# Solved: Low CPU Maximum Frequency



## Nathan2010 (Jul 27, 2010)

Been having some issues with the Acer recently, it runs slooooow as a Lethargic snail. It also had a problem with starting up and whilst doing a memory test it switched itself off with overheating..... so cooled it off and give it some good air flow, but its still running slow as you like!

Went and looked at the performance figures via the reliability & performance centre and the CPU's are running 100% or thereabouts, with nothing running, and the Maximum Frequency is at 25%, I watched it for a good 5-10 mins and it didn't budge once despite the CPU running at 100%. From my understanding on what I have read the maximum frequency is a power saving thing, meaning that the computer will scale down the CPU should it not be required to run at 100% it will send a lower voltage to the CPU so it wont run at full capacity.

__Entries shown__

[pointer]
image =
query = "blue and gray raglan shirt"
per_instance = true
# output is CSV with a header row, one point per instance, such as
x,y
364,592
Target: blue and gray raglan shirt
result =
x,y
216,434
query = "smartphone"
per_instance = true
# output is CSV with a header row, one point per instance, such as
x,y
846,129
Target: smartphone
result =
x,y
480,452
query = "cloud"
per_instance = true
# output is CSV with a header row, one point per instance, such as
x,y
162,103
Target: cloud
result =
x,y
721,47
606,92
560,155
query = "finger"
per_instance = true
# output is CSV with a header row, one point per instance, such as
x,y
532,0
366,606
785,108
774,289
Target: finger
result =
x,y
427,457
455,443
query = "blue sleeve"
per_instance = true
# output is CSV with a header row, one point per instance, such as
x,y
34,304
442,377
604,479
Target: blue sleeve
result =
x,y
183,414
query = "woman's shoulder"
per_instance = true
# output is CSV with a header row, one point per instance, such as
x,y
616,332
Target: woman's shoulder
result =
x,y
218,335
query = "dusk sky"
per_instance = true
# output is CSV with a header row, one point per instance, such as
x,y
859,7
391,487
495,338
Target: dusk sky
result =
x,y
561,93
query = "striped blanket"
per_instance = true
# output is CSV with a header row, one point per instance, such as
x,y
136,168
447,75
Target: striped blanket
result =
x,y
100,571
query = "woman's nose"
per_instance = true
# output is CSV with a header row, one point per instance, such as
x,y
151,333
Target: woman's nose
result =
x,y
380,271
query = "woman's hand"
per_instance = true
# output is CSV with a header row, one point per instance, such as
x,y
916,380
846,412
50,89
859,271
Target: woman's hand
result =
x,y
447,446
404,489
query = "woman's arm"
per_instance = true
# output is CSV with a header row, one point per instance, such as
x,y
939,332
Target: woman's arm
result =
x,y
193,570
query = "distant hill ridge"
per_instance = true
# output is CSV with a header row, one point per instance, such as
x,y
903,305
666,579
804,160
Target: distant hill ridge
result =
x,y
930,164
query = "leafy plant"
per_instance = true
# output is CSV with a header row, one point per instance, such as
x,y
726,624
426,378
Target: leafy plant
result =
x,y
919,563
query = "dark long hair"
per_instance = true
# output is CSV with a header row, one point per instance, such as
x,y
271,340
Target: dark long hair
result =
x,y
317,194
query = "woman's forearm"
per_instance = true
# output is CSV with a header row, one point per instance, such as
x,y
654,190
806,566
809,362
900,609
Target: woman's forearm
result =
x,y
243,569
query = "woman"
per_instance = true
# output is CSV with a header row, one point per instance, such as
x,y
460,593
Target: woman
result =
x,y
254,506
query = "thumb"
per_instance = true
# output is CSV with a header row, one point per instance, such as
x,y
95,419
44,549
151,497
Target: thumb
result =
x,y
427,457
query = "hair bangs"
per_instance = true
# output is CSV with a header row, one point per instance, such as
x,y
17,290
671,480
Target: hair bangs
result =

__What you need to do__
**1.** In the CPU frequency thread, what percentage did the Maximum Frequency stay at while the CPUs ran near 100%?
**2.** Take the CPU frequency thread further, picking up right after its final sentence.

__The replies__
**1.** 25%

**2.**
If this is correct why on earth is the computer not scaling UP the max frequency? the power settings are set to full performance and its plugged in constantly.

Computer in question is an Acer Aspire 5535 Laptop with AMD Turion X2 Dual core 2.0ghZ processor and 4gb ram (uses about 50% max of ram) with Windows Vista 32-bit

Please help as its getting right up my nose!!


----------



## jack-o-bytes (Jan 27, 2009)

Hey there, Welcome to techguy forums.

Many intel machines have a thermal throttle. When the CPU reaches a certain temperature it will slow down to stop it self from overheating. This is common in laptops as they are more prone to overheating. I suggest that you have a look at blowing out the fan. Check which direction the fan blows and then when the machine is turned off blow back the other way to see if you can clear dust and things like that.

Jack-O-Bytes


----------



## Nathan2010 (Jul 27, 2010)

Hi jack,

I have noticed that it tends to get quite hot when sat on the table. But I have had it sat up all day today. I recently opened up the case to check everything over and there was no dust in there when I closed it back up. The computer has been off for most of the afternoon & sat up with good air flow and its still not going above 25%.


----------



## jack-o-bytes (Jan 27, 2009)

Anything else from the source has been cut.